- _ABOUT THIS TASK_: Please give back each entry below unaltered, leaving the pictures out.

** Opening DATA SUPPLIED block **

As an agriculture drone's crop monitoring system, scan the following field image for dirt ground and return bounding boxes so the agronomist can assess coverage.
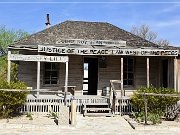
[0,114,180,135]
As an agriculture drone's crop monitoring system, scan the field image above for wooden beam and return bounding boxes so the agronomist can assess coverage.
[147,57,150,88]
[64,61,69,106]
[121,57,124,96]
[139,93,180,97]
[157,58,161,88]
[7,51,11,83]
[144,95,148,125]
[174,57,177,91]
[37,61,40,97]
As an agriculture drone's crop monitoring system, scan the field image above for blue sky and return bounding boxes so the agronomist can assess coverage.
[0,1,180,46]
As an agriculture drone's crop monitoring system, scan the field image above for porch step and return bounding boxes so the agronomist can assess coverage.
[84,113,114,117]
[83,103,112,117]
[83,108,111,111]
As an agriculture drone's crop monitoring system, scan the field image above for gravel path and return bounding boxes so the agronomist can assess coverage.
[0,114,180,135]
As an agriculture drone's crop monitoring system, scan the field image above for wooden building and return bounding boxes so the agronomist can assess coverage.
[7,20,180,97]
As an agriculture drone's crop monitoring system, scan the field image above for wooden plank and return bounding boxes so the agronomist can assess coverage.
[83,103,109,105]
[83,108,111,111]
[121,57,123,96]
[147,57,149,88]
[55,39,126,47]
[174,57,177,91]
[38,45,179,56]
[144,95,148,125]
[84,113,113,117]
[37,61,40,97]
[7,51,11,83]
[64,61,68,106]
[9,54,69,63]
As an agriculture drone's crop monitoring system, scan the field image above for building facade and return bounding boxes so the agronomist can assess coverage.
[8,21,180,96]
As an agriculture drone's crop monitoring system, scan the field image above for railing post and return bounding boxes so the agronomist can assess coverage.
[144,94,148,125]
[71,99,77,125]
[7,50,11,83]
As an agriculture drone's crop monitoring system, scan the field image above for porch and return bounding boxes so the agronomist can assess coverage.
[19,94,132,115]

** Closing DATA SUPPLIED block **

- _WRITTEN ANSWER_:
As an agriculture drone's crop monitoring system, scan the following field image for dirt ground and return bounding boxes so the agronomist can assess coverage.
[0,114,180,135]
As an agriculture drone's crop monitoring system, scan the field image above for wooden beam and return bounding boxes so the agronomist can assess coverage.
[147,57,150,88]
[64,61,69,106]
[121,57,124,96]
[139,93,180,97]
[157,58,161,88]
[7,51,11,83]
[144,95,148,125]
[174,57,177,91]
[37,61,40,97]
As an agriculture drone's crop monitoring system, scan the field image above for blue sky and return bounding boxes so the agronomist can assess coverage.
[0,1,180,46]
As an agriculture drone's crop monitoring system, scan the field image above for porch step and return bounding boxes so the agronomist can assess coverage.
[84,113,114,117]
[83,103,112,117]
[83,108,111,111]
As an agriculture drone's crop monitoring system, scan the field image above for gravel path and return bounding boxes so the agronomist can assess coverage.
[0,114,180,135]
As an agriculture drone's crop monitoring system, scan the field image above for wooden building and return bounding boxes so the agronomist can assess coverage.
[7,20,180,97]
As an agriculture drone's crop monitoring system, scan the field image above for wooden plank and return bounding boxes so the agronomist can assess coverage.
[83,103,109,105]
[83,108,111,111]
[121,57,123,96]
[147,57,149,88]
[55,39,126,47]
[174,57,177,91]
[38,45,179,56]
[144,95,148,125]
[84,113,113,117]
[37,61,40,97]
[7,51,11,83]
[64,61,68,106]
[9,54,69,63]
As an agriculture drone's crop monitoring system, scan the field image above for building facade and return bounding boxes so the agronomist can assess coverage.
[8,21,180,96]
As an agriculture drone's crop monitoring system, scan the field image above for railing post and return bounding boxes so the agronomist can assess coverage.
[144,94,148,125]
[71,99,77,125]
[7,50,11,83]
As an agriculture drone's crop monitoring system, scan the field image above for porch and return bounding boxes so the agronomist can assess coverage.
[19,94,132,115]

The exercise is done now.